▸ TASK DIRECTIONS:
Update the items from the line containing "Expected: for every instance of the workbench, one" through the end of the items, replacing "innermost point" with "central point" and leaving everything else unchanged. Return only those lines.

▸ RECORDS FOR THIS EXERCISE:
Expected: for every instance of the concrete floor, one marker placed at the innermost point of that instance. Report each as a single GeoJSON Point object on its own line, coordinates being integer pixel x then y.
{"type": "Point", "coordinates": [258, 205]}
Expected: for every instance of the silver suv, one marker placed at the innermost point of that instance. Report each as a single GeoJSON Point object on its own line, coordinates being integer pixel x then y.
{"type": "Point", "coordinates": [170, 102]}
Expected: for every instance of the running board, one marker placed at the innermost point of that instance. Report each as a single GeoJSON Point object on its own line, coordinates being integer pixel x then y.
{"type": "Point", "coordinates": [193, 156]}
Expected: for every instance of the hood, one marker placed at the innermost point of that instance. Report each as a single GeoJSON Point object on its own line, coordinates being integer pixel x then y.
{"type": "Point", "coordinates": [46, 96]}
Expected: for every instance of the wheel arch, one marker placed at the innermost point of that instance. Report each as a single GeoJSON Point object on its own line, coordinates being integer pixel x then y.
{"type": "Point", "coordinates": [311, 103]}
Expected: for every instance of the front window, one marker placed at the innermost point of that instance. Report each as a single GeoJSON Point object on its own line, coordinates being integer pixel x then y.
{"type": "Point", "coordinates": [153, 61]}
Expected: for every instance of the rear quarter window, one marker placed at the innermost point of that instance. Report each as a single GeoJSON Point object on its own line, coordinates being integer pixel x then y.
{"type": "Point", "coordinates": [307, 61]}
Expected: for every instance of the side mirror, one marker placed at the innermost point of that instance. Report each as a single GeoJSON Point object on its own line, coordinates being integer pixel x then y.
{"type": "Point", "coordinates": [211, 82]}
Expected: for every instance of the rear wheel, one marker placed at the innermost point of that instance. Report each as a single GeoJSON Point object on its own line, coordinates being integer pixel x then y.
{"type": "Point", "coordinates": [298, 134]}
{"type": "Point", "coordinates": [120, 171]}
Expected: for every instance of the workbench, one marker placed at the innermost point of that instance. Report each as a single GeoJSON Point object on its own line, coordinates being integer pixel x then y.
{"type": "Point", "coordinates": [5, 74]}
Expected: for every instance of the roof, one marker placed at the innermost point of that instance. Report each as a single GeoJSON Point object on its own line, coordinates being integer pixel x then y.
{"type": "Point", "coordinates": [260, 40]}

▸ SOLUTION TO THIS PROBLEM:
Expected: for every instance of the workbench, one marker placed at the central point of that instance. Report each as a single GeoJSON Point object on its own line, coordinates being integer pixel x then y.
{"type": "Point", "coordinates": [5, 74]}
Expected: for every instance of the roof, one marker placed at the central point of that instance. Report each as a single GeoJSON Point object on its own line, coordinates being integer pixel x then y.
{"type": "Point", "coordinates": [260, 40]}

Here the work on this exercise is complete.